> _Object point labels_
....

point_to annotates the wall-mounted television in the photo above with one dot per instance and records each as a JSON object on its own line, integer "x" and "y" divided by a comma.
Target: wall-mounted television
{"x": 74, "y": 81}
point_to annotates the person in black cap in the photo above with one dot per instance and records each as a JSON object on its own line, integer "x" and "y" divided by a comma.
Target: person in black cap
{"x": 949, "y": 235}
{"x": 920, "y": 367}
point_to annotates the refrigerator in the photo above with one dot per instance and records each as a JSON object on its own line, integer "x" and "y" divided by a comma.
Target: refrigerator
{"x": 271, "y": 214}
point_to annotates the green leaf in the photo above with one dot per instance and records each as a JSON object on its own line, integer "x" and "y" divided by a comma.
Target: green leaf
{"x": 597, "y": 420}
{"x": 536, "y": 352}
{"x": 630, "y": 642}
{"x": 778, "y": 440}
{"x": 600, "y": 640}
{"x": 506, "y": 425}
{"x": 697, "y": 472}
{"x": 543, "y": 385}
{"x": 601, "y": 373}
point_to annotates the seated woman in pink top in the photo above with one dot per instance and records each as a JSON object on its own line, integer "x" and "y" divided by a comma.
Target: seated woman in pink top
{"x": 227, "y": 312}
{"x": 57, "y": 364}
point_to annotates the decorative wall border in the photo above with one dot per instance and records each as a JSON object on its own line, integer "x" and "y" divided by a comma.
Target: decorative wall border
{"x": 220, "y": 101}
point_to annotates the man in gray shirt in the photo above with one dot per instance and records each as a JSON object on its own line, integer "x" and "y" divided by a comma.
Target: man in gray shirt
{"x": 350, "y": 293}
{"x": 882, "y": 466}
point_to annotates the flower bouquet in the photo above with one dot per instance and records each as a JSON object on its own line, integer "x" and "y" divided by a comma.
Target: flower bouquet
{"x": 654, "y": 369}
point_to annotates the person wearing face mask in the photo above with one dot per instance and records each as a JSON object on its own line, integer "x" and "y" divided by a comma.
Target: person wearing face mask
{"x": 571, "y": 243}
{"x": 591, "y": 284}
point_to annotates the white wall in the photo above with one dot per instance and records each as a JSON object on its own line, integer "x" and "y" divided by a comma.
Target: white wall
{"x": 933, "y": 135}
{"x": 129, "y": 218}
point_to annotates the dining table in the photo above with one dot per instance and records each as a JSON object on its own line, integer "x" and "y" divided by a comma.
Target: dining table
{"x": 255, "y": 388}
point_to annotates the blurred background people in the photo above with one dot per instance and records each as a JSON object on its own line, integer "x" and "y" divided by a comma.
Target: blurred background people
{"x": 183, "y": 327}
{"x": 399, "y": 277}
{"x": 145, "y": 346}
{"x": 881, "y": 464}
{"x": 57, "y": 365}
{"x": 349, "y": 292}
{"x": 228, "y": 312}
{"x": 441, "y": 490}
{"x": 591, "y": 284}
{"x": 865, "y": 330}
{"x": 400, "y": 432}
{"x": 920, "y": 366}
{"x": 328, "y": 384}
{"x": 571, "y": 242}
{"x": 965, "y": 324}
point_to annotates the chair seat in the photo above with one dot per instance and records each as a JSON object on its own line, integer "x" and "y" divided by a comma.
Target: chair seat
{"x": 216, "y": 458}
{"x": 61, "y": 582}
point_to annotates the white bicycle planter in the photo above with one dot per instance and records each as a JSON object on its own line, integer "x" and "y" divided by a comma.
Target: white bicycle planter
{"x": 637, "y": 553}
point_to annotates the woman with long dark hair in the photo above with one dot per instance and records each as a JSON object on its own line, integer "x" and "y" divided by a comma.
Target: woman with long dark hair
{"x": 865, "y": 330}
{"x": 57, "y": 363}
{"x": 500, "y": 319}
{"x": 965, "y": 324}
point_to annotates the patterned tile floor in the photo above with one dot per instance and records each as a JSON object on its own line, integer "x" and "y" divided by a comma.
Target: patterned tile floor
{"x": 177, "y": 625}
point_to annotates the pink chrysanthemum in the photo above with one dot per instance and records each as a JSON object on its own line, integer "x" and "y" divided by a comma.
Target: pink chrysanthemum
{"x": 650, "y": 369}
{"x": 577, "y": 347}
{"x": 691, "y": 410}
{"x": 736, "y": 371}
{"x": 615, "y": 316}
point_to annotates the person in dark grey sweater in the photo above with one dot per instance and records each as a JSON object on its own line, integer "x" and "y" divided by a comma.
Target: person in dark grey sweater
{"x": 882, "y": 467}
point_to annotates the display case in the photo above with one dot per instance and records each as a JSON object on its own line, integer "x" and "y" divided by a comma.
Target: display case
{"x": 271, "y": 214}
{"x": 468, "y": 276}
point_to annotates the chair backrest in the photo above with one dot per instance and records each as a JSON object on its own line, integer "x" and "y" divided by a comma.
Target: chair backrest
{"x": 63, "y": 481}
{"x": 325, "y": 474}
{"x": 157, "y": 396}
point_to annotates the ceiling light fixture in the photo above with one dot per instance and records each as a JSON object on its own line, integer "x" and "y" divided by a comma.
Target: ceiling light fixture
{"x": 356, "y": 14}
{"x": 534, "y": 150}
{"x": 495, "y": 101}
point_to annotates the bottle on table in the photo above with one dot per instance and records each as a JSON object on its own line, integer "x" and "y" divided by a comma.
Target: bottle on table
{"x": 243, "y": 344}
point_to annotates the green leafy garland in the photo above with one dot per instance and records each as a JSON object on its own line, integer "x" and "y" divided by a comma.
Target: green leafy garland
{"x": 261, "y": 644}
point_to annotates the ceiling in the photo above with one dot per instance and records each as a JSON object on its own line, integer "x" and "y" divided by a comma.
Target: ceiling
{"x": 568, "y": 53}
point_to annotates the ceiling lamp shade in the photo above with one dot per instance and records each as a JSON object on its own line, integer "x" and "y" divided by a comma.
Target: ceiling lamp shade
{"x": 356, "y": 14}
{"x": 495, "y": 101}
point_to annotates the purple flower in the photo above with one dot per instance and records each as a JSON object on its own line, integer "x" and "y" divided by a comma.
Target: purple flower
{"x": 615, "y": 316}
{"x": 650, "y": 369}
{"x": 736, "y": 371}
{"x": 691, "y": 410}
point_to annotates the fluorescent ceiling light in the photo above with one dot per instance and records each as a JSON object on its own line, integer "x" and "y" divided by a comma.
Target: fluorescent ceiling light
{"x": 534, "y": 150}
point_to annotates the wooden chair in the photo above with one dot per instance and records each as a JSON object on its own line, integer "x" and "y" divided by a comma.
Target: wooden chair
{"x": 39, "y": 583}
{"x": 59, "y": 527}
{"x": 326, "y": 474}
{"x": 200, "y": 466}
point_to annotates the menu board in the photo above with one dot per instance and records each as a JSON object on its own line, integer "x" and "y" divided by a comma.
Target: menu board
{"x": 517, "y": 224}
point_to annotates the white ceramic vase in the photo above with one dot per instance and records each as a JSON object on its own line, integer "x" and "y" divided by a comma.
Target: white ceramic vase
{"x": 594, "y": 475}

....

> _GIVEN EXERCISE_
Set down the material above again, word for word.

> _THE ANSWER_
point_to annotates the wall-mounted television in the photo above with one dot per instance and records each as a JSON object on its own line, integer "x" and "y" divided by a comma.
Target: wall-mounted television
{"x": 74, "y": 81}
point_to annotates the person in black cap in the photo above with one dot per instance and records each as a JSON object on its own line, integer "x" and "y" divided by a comma.
Target: person in black cap
{"x": 949, "y": 235}
{"x": 920, "y": 367}
point_to annotates the refrigerator in the photo above with one dot per instance and records each as a JSON object on its own line, integer "x" and "y" divided by a comma.
Target: refrigerator
{"x": 271, "y": 214}
point_to annotates the green leaf in the photo above with one dot per instance and records each as a JSON object on its own line, integer "x" and "y" divided by a comma.
Target: green leaf
{"x": 597, "y": 420}
{"x": 536, "y": 352}
{"x": 630, "y": 642}
{"x": 778, "y": 440}
{"x": 600, "y": 640}
{"x": 506, "y": 425}
{"x": 697, "y": 472}
{"x": 543, "y": 385}
{"x": 601, "y": 373}
point_to annotates the seated woman in pink top in the photo above with one dot per instance and records each as a JSON object on its own line, integer "x" and "y" divided by a comma.
Target: seated woman in pink top
{"x": 227, "y": 312}
{"x": 57, "y": 364}
point_to annotates the decorative wall border in the photo above with one dot per instance and records each as a JSON object on its own line, integer "x" and "y" divided by a comma.
Target: decorative wall border
{"x": 220, "y": 101}
point_to annotates the man in gray shirt in the photo above with one dot per instance and records each as a JSON object on its own line, integer "x" and "y" divided by a comma.
Target: man in gray shirt
{"x": 350, "y": 293}
{"x": 882, "y": 466}
point_to annotates the flower bouquet in the photo above with one dot per instance and records each as a JSON object on its own line, integer "x" and "y" divided by a comma.
Target: flower bouquet
{"x": 654, "y": 369}
point_to annotates the person wearing face mask in the photo above with one dot per instance and records each as a JSON object on its own line, integer "x" and "y" divided by a comma.
Target: person wearing face mask
{"x": 571, "y": 243}
{"x": 591, "y": 284}
point_to annotates the white wall in the photo above with one dot per instance and records each as a JSON object on its own line, integer "x" and "y" divided by a comma.
Target: white wall
{"x": 933, "y": 135}
{"x": 129, "y": 218}
point_to annotates the dining table in the photo above with one dot per instance and records each as a JSON object on its own line, integer "x" and "y" divided by a comma.
Target: dining table
{"x": 255, "y": 388}
point_to annotates the blurred background people in the photo above with one dot per instance and records each as a JSON object on its own line, integer "x" and "y" divided by a comma.
Target: blurred background people
{"x": 183, "y": 327}
{"x": 399, "y": 277}
{"x": 145, "y": 346}
{"x": 881, "y": 464}
{"x": 57, "y": 365}
{"x": 349, "y": 292}
{"x": 228, "y": 312}
{"x": 441, "y": 490}
{"x": 591, "y": 284}
{"x": 865, "y": 330}
{"x": 400, "y": 432}
{"x": 920, "y": 366}
{"x": 328, "y": 384}
{"x": 571, "y": 242}
{"x": 965, "y": 324}
point_to annotates the chair seat in the photo above with one dot per instance and records each as a JSON object on its own line, integer "x" and "y" divided by a comma.
Target: chair seat
{"x": 216, "y": 458}
{"x": 61, "y": 582}
point_to annotates the white bicycle planter in the photo above with one dot per instance and records each as a JSON object on its own line, integer "x" and "y" divided by a comma.
Target: white bicycle planter
{"x": 637, "y": 553}
point_to annotates the woman with long dark hair in the photo above with one dot per instance and records each as a JSON object on its own line, integer "x" and "y" divided by a comma.
Target: woman with long dark hair
{"x": 865, "y": 330}
{"x": 57, "y": 363}
{"x": 500, "y": 319}
{"x": 965, "y": 324}
point_to annotates the patterned tile floor in the photo above with one dot per instance and records each as a JSON object on its own line, integer "x" and "y" divided by a comma.
Target: patterned tile floor
{"x": 177, "y": 625}
point_to annotates the pink chrysanthemum in the photo above with one dot per instance and records each as a JSON object on its own line, integer "x" and "y" divided by a comma.
Target: pink chrysanthemum
{"x": 650, "y": 369}
{"x": 577, "y": 347}
{"x": 691, "y": 410}
{"x": 736, "y": 371}
{"x": 615, "y": 316}
point_to annotates the person in dark grey sweater in the photo above with one dot per instance and records each as a JSON object on its own line, integer "x" and "y" divided by a comma.
Target: person in dark grey sweater
{"x": 882, "y": 467}
point_to annotates the display case in the photo above with one dot per instance and records each as a JSON object on its own line, integer "x" and "y" divided by a comma.
Target: display case
{"x": 271, "y": 214}
{"x": 468, "y": 276}
point_to annotates the chair backrest in the photo above with one dot per instance and records each as a JSON object on its own line, integer "x" and "y" divided by a comma.
Target: chair backrest
{"x": 63, "y": 481}
{"x": 325, "y": 474}
{"x": 157, "y": 396}
point_to annotates the ceiling light fixture in the photo above with one dot per instance and records each as a JSON object on its own line, integer "x" and "y" divided by a comma.
Target: ceiling light fixture
{"x": 356, "y": 14}
{"x": 534, "y": 150}
{"x": 495, "y": 101}
point_to annotates the bottle on table in the photo above with one dot per instance and records each as a JSON object on its own line, integer "x" and "y" divided by a comma.
Target: bottle on table
{"x": 243, "y": 344}
point_to annotates the green leafy garland in the photo above with one dot per instance and records each as a JSON object on its own line, integer "x" and "y" divided by a comma.
Target: green leafy garland
{"x": 261, "y": 644}
point_to annotates the ceiling in the photo above with one dot per instance and records each as a JSON object on its own line, integer "x" and "y" divided by a comma.
Target: ceiling
{"x": 568, "y": 53}
point_to annotates the ceiling lamp shade in the photo above with one dot per instance and records each as a JSON object on its own line, integer "x" and "y" divided by a comma.
Target: ceiling lamp shade
{"x": 356, "y": 14}
{"x": 495, "y": 101}
point_to annotates the purple flower in the photo above with one dot per instance and records each as a JSON object on its own line, integer "x" and "y" divided by a comma.
Target: purple flower
{"x": 615, "y": 316}
{"x": 650, "y": 369}
{"x": 736, "y": 371}
{"x": 691, "y": 410}
point_to annotates the fluorescent ceiling light in the photo above with one dot per instance and records each as a JSON object on its own line, integer "x" and "y" divided by a comma.
Target: fluorescent ceiling light
{"x": 534, "y": 150}
point_to annotates the wooden chair in the photo above with one dot per instance and records each as a JSON object on its own line, integer "x" and "y" divided by a comma.
Target: wooden chair
{"x": 39, "y": 583}
{"x": 59, "y": 527}
{"x": 326, "y": 474}
{"x": 200, "y": 466}
point_to annotates the menu board in the photo above with one dot per instance and records each as a JSON object on its own line, integer "x" and "y" divided by a comma.
Target: menu board
{"x": 517, "y": 224}
point_to annotates the white ceramic vase in the photo above with one dot per instance and records each as a JSON object on its own line, integer "x" and "y" divided by a comma.
Target: white ceramic vase
{"x": 594, "y": 475}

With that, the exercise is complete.